→ What the task requires: Your task is to output the data exactly as it stands.

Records
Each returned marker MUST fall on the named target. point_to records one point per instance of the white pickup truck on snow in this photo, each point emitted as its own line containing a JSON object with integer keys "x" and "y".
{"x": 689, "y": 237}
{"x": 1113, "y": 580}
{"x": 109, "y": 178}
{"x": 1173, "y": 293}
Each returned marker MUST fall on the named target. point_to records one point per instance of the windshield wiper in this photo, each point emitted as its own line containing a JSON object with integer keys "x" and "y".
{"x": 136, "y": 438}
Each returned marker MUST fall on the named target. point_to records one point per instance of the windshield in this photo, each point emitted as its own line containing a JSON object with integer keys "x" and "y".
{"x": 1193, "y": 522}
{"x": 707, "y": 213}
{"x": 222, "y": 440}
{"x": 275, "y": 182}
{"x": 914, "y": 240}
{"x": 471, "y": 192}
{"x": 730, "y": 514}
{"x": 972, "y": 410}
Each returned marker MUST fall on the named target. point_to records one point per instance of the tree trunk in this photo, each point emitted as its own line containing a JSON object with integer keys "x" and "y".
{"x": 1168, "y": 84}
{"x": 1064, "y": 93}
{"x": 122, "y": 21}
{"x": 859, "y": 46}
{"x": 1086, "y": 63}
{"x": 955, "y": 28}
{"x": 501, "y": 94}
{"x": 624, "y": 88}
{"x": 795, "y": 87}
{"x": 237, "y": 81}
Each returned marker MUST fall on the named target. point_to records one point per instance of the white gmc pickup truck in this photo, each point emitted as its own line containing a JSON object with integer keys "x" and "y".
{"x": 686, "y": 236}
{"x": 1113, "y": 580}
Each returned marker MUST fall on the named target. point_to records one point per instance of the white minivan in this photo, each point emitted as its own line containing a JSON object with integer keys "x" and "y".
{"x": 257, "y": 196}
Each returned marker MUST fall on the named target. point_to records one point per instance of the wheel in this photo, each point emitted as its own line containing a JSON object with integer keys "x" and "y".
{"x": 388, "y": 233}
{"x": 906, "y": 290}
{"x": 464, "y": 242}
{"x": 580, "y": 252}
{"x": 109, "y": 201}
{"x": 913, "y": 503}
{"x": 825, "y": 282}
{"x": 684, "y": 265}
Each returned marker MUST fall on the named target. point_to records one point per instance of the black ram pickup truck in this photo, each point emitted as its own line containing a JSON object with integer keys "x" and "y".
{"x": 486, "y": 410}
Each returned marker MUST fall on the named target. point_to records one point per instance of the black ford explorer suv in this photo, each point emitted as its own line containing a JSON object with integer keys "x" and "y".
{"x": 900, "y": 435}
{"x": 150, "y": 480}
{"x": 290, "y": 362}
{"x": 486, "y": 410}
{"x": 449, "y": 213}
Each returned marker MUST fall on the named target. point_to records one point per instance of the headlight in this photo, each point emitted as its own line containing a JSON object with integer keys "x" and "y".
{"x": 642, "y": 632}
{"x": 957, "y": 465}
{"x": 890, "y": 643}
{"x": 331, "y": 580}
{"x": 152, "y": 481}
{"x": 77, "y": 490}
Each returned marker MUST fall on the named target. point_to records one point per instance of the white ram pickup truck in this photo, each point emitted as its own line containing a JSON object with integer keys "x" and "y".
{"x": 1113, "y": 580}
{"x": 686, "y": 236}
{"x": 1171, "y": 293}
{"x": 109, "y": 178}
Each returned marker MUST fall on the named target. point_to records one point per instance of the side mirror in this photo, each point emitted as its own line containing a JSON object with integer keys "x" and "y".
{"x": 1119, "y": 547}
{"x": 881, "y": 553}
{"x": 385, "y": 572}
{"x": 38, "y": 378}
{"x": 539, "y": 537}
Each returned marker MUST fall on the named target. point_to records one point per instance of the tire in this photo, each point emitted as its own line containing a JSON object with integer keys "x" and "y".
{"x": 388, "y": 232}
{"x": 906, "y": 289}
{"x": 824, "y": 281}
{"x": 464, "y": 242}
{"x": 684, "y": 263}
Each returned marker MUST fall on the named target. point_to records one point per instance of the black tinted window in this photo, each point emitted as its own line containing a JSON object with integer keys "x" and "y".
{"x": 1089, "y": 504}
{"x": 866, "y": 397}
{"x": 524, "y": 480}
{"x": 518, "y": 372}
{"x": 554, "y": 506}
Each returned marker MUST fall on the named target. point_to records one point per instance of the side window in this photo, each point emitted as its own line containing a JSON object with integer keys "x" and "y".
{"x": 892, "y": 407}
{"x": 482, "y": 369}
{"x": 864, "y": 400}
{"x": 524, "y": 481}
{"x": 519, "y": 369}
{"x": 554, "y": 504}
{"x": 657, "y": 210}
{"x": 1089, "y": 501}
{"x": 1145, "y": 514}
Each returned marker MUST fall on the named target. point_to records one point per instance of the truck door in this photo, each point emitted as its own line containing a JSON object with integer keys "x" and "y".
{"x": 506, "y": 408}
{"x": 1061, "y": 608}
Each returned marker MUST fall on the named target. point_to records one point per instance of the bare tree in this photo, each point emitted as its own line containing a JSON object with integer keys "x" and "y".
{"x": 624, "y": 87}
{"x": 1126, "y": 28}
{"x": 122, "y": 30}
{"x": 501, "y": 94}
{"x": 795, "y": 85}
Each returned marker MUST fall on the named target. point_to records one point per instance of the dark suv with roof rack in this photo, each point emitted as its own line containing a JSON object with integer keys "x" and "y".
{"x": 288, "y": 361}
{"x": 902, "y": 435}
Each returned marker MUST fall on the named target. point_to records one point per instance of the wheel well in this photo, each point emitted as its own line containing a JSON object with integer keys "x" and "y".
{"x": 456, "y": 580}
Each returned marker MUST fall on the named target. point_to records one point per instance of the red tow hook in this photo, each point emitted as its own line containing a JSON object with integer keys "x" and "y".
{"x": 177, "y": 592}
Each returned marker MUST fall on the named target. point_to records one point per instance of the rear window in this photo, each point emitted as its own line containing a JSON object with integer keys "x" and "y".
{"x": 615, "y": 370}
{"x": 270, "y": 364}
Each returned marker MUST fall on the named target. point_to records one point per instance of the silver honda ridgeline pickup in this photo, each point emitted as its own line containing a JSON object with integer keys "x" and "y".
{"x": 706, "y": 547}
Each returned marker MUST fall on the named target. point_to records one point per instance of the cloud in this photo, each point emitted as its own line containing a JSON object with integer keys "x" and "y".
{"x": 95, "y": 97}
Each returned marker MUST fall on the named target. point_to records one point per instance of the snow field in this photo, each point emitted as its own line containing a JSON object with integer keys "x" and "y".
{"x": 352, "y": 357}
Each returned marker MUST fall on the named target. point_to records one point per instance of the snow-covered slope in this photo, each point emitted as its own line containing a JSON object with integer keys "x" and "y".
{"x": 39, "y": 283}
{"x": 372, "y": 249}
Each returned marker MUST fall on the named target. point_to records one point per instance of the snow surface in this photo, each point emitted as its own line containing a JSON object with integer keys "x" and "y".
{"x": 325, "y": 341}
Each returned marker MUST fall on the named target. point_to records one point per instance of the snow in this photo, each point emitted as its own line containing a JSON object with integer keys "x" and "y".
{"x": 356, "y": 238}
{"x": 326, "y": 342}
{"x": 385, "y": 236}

→ Final result:
Each returned marker MUST fall on the named target. point_to records one point per instance of the white pickup truck on snow in this photo, each point emitted as its own line containing a JSON object with integer keys "x" and "y".
{"x": 689, "y": 237}
{"x": 1113, "y": 580}
{"x": 109, "y": 178}
{"x": 1173, "y": 293}
Each returned marker MUST fall on the named target. point_to records one point per instance of the windshield wiper in this photo, each point emitted as its own line containing a JSON object with integer keys "x" and "y".
{"x": 136, "y": 438}
Each returned marker MUST fall on the named target. point_to records one point per instance of the windshield in this photo, each point emitted as its own line containing a JSON object with integer keys "x" and "y".
{"x": 1193, "y": 522}
{"x": 707, "y": 213}
{"x": 222, "y": 440}
{"x": 275, "y": 182}
{"x": 914, "y": 240}
{"x": 471, "y": 192}
{"x": 730, "y": 514}
{"x": 972, "y": 410}
Each returned marker MUST fall on the named target. point_to records one point per instance of the tree trunk in this photo, each point emitted as its own line containing a JSON object with integer keys "x" and "y".
{"x": 1168, "y": 84}
{"x": 1064, "y": 93}
{"x": 122, "y": 21}
{"x": 859, "y": 46}
{"x": 1086, "y": 63}
{"x": 955, "y": 28}
{"x": 501, "y": 94}
{"x": 624, "y": 88}
{"x": 795, "y": 87}
{"x": 237, "y": 81}
Each returned marker MUST fall on the named target. point_to records one point per instance of the white gmc pickup truck in this photo, each point emitted as its own line containing a JSON object with integer keys "x" and "y".
{"x": 686, "y": 236}
{"x": 1113, "y": 580}
Each returned marker MUST fall on the named target. point_to records one point per instance of the white minivan in this photo, each point emitted as its own line containing a JSON object with integer keys "x" and "y".
{"x": 257, "y": 196}
Each returned marker MUST fall on the named target. point_to records one point per instance of the wheel in this photo, each point emitted as its own line containing a JSON object with integer keys "x" and "y".
{"x": 388, "y": 233}
{"x": 906, "y": 290}
{"x": 464, "y": 242}
{"x": 580, "y": 252}
{"x": 109, "y": 201}
{"x": 913, "y": 503}
{"x": 825, "y": 282}
{"x": 684, "y": 265}
Each returned marker MUST fall on the named target. point_to records one point per instance of the black ram pickup truck in this photo, each point emitted as its own line containing a JSON object with integer keys "x" and "y".
{"x": 486, "y": 410}
Each returned marker MUST fall on the named target. point_to records one point per instance of the black ford explorer suv in this photo, each point emitted as its own line containing a JSON object with integer keys "x" and "y".
{"x": 900, "y": 435}
{"x": 150, "y": 480}
{"x": 290, "y": 362}
{"x": 486, "y": 410}
{"x": 449, "y": 213}
Each returned marker MUST fall on the named target. point_to records one point per instance of the headlight in this photo, each point emitted as its own line containing a JSON object with integer keys "x" and "y".
{"x": 642, "y": 632}
{"x": 957, "y": 465}
{"x": 890, "y": 643}
{"x": 331, "y": 580}
{"x": 152, "y": 481}
{"x": 77, "y": 490}
Each returned marker MUST fall on the named target. point_to records one point per instance of the white ram pickup truck in this photo, each point emitted as its own line containing a JSON object with integer keys "x" and "y".
{"x": 1113, "y": 580}
{"x": 686, "y": 236}
{"x": 1171, "y": 293}
{"x": 109, "y": 178}
Each returned marker MUST fall on the named target. point_to records one point per instance of the side mirror in this photo, each point emitted as its own line containing a JSON object with integer keys "x" and "y".
{"x": 1119, "y": 547}
{"x": 881, "y": 553}
{"x": 385, "y": 572}
{"x": 38, "y": 378}
{"x": 539, "y": 537}
Each returned marker MUST fall on the named target. point_to records one point per instance of the tire in this photo, each point emitted as its own line containing a JSON object with integer keys "x" and "y".
{"x": 388, "y": 232}
{"x": 906, "y": 289}
{"x": 824, "y": 281}
{"x": 464, "y": 242}
{"x": 684, "y": 263}
Each returned marker MUST fall on the named target. point_to records one point per instance of the black tinted window in this photo, each point emitted as its own line containing a JSON object with integer keys "x" and "y".
{"x": 1089, "y": 504}
{"x": 866, "y": 397}
{"x": 524, "y": 480}
{"x": 518, "y": 372}
{"x": 554, "y": 506}
Each returned marker MUST fall on the named target. point_to records one point per instance of the side window in this photo, each point emitted as its own line containing a JSON object with integer keys "x" and "y".
{"x": 892, "y": 407}
{"x": 482, "y": 369}
{"x": 864, "y": 400}
{"x": 524, "y": 481}
{"x": 519, "y": 369}
{"x": 554, "y": 504}
{"x": 657, "y": 210}
{"x": 1089, "y": 501}
{"x": 1145, "y": 514}
Each returned marker MUST fall on the named target. point_to records one point per instance of the truck door in this photo, each point emitted as its own line containing a JSON object with integer keys "x" and "y".
{"x": 506, "y": 408}
{"x": 1061, "y": 608}
Each returned marker MUST fall on the named target. point_to records one point per instance of the bare tree in this photo, each point emitted as its own line containing a JSON object with integer keys "x" and "y".
{"x": 624, "y": 87}
{"x": 1126, "y": 28}
{"x": 122, "y": 30}
{"x": 501, "y": 94}
{"x": 795, "y": 85}
Each returned marker MUST fall on the named target. point_to records one point per instance of the dark suv with roof rack in this photo, each point emitted as its own line containing a JSON object with integer keys "x" and "y".
{"x": 288, "y": 361}
{"x": 902, "y": 435}
Each returned marker MUST fall on the named target. point_to records one point per instance of the wheel well in this photo, each point emitted as its own line containing a JSON object with integer keys "x" and "y".
{"x": 456, "y": 580}
Each returned marker MUST fall on the named target. point_to records one point per instance of the red tow hook in this photo, each point emitted as its own line containing a JSON object with integer keys "x" and "y".
{"x": 177, "y": 592}
Each returned marker MUST fall on the named target. point_to records one point per instance of the rear window in this photo, each point emitted as its own line containing a JSON object with integer keys "x" and "y".
{"x": 615, "y": 370}
{"x": 270, "y": 364}
Each returned marker MUST fall on the named target. point_to records one point per instance of the silver honda ridgeline pickup in this photo, each point emitted as its own line containing a JSON object with integer keys "x" and "y".
{"x": 706, "y": 547}
Each returned marker MUST fall on the named target. point_to records one point per instance of the cloud in this photo, each point emitted as its own line containing a JSON object with integer keys "x" and "y".
{"x": 95, "y": 97}
Each returned marker MUST fall on the named target. point_to records one point per instance of the snow field in this photo, each point emitted as its own line containing a JSON object with integer keys "x" and "y".
{"x": 352, "y": 357}
Each returned marker MUST fall on the named target. point_to records one point per instance of the snow-covered slope in this photo, each point emitted as its own line containing a JSON object with integer keys "x" and "y".
{"x": 39, "y": 283}
{"x": 372, "y": 249}
Each returned marker MUST fall on the named target. point_to records one point per instance of the snow surface in this photo, each point emitted as its own line containing a JSON object with integer keys "x" and "y".
{"x": 325, "y": 341}
Each returned marker MUST fall on the named target. point_to records one point per instance of the snow in this photo, each point emitted as its own line containing a JSON object with integer keys "x" and "y".
{"x": 356, "y": 238}
{"x": 326, "y": 342}
{"x": 385, "y": 236}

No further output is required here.